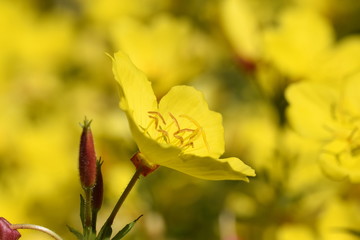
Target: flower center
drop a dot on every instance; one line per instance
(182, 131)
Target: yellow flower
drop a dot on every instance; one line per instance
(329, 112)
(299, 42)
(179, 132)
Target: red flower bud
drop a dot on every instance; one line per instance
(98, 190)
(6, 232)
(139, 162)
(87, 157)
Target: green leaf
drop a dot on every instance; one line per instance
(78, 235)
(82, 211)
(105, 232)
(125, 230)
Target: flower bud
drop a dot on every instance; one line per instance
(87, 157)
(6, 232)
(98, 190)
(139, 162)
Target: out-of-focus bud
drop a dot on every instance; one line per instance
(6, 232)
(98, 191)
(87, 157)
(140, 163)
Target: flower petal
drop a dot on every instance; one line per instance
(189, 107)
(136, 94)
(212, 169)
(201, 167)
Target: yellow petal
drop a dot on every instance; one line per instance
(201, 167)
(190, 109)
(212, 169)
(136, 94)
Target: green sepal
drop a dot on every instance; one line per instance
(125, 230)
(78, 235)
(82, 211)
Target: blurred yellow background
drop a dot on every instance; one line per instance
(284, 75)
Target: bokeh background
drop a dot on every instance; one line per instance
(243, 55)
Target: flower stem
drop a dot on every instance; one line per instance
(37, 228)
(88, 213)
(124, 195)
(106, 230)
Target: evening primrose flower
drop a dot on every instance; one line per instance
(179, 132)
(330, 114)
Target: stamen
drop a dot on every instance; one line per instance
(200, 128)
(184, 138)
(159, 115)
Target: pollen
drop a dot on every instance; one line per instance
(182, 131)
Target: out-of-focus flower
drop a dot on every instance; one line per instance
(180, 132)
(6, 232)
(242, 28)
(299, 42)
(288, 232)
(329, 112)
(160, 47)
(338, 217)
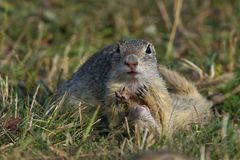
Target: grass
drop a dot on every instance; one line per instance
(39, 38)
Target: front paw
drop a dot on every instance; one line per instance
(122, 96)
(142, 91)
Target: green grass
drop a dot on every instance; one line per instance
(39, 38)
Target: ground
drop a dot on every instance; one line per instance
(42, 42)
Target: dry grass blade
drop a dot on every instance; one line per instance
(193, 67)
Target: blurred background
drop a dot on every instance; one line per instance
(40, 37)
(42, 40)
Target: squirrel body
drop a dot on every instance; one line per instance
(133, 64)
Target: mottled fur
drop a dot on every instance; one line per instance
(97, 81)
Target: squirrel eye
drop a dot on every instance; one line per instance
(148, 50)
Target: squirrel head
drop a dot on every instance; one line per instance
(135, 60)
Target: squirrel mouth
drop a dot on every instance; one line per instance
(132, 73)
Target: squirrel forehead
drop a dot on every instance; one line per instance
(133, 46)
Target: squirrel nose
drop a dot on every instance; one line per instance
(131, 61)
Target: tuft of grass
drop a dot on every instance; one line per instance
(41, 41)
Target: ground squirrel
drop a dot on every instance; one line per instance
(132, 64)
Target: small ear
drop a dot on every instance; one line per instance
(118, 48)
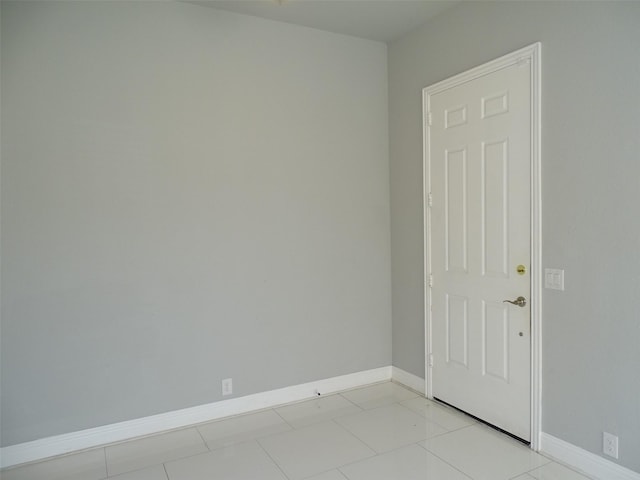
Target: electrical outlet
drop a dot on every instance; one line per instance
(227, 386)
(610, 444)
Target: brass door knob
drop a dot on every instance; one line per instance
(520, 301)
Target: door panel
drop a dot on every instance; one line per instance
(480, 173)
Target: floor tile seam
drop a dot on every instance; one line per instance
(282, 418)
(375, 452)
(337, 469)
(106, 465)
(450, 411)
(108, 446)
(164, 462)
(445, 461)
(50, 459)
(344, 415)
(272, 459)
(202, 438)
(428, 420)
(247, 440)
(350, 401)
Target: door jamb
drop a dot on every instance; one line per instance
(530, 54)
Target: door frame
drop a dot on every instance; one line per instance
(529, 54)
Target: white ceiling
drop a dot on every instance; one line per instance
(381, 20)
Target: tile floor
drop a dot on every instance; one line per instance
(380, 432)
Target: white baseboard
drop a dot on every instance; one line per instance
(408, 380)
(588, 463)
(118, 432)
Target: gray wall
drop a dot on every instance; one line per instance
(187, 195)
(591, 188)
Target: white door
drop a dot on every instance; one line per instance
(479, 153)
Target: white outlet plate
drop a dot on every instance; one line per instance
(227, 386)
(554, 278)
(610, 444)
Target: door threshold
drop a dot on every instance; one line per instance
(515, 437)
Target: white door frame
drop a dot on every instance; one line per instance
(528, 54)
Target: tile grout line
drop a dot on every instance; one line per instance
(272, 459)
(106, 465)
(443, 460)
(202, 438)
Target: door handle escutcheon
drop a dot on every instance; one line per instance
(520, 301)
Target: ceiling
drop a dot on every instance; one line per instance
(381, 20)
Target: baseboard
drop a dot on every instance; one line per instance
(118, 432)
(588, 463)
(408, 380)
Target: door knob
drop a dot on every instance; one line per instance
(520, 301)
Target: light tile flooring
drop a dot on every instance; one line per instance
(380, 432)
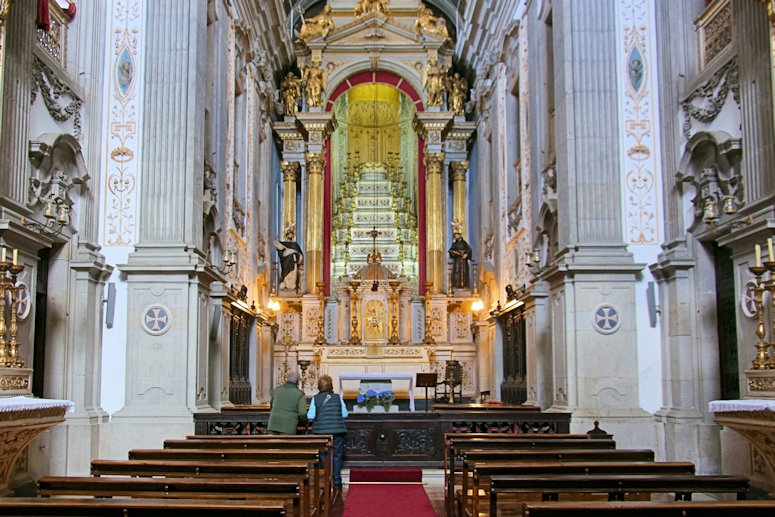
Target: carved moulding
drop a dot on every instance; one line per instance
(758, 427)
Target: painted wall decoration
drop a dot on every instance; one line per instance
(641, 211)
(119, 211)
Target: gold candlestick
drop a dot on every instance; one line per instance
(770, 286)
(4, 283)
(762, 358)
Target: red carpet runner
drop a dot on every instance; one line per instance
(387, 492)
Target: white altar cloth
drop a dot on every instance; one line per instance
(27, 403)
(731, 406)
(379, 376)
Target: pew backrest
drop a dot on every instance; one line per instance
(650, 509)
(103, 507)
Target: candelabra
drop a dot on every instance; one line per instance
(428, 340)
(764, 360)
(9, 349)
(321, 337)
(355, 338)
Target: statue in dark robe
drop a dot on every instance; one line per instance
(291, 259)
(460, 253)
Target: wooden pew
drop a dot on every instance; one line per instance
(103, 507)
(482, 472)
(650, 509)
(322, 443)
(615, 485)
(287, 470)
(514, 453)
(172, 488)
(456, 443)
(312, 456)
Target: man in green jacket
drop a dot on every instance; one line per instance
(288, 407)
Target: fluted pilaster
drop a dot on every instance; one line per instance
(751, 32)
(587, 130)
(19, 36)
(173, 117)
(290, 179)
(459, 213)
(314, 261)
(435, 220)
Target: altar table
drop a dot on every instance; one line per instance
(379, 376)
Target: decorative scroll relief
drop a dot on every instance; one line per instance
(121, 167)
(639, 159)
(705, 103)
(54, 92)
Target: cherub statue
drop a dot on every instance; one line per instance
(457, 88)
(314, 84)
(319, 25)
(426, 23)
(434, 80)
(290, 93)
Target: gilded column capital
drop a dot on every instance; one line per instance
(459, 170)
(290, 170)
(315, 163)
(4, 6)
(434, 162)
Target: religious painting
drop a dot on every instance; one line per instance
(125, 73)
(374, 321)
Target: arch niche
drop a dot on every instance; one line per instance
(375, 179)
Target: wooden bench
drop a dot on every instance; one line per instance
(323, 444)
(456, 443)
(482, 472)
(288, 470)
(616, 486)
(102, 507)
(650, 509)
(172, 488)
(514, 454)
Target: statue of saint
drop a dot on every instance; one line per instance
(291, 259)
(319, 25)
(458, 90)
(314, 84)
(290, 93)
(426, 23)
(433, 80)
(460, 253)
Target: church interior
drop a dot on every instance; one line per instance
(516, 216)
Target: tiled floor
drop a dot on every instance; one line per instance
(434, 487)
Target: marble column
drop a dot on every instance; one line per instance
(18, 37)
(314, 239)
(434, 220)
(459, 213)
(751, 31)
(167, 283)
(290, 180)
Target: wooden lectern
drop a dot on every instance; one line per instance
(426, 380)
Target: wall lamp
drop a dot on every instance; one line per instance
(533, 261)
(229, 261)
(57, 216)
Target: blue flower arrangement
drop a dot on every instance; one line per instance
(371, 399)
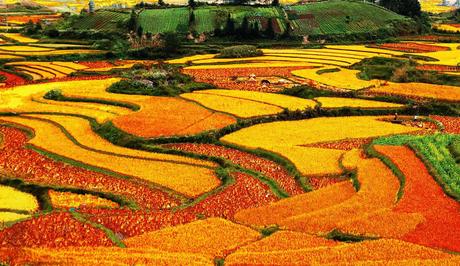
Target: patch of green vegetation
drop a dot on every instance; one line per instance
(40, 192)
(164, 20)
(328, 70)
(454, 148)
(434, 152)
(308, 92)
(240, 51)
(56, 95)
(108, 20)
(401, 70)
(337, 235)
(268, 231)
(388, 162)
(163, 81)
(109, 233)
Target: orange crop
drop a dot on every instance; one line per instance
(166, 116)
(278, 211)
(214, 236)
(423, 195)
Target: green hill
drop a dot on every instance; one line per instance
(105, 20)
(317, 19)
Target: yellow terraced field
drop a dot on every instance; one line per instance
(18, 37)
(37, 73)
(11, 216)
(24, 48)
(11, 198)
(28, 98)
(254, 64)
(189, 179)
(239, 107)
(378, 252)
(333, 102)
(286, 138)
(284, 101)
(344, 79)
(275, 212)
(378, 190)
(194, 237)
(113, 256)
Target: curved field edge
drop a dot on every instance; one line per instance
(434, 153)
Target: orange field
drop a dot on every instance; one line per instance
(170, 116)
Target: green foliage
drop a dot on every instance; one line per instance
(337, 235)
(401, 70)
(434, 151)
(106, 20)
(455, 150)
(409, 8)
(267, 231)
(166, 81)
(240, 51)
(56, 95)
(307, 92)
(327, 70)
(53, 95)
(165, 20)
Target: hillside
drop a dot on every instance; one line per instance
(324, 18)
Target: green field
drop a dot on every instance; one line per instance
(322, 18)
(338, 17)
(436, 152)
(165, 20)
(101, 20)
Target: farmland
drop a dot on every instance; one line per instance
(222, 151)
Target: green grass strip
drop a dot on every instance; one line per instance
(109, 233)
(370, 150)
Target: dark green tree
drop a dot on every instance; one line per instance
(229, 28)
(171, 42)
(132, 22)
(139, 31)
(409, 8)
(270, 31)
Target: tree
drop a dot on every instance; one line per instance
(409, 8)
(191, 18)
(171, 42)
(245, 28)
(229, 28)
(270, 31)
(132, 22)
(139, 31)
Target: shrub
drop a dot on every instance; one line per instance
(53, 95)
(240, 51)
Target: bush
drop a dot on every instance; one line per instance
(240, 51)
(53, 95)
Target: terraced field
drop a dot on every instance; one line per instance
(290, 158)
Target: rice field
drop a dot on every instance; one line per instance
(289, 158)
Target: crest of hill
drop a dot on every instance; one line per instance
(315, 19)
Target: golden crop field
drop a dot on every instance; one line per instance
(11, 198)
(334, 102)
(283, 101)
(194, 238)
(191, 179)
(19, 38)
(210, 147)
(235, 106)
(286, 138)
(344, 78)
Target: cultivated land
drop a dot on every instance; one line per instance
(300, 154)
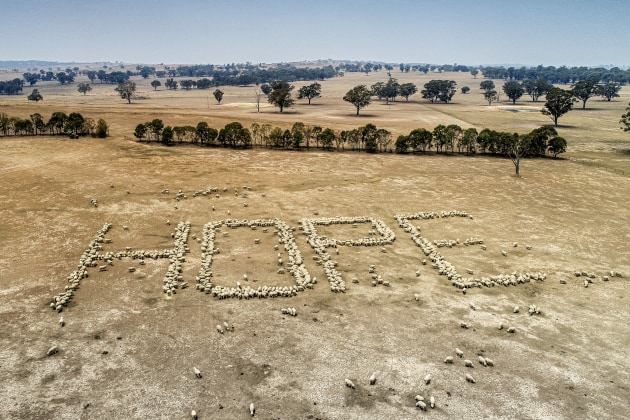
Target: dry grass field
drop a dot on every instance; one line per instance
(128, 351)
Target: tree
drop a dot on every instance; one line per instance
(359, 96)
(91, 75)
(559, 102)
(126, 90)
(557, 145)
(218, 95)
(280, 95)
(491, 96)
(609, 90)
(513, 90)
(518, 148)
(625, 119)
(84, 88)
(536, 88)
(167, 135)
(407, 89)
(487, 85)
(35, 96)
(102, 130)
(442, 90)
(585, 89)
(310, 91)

···

#### EXERCISE DESCRIPTION
Retype the records above word for word, from their first line through the line containing "Target: red flower bud", and leave out every picture.

#### SOLVED PROBLEM
Target: flower center
drop a dot on every instance; one line per instance
(182, 131)
Target: yellow flower
drop a dot on every instance; one line per instance
(329, 112)
(299, 42)
(179, 132)
Target: red flower bud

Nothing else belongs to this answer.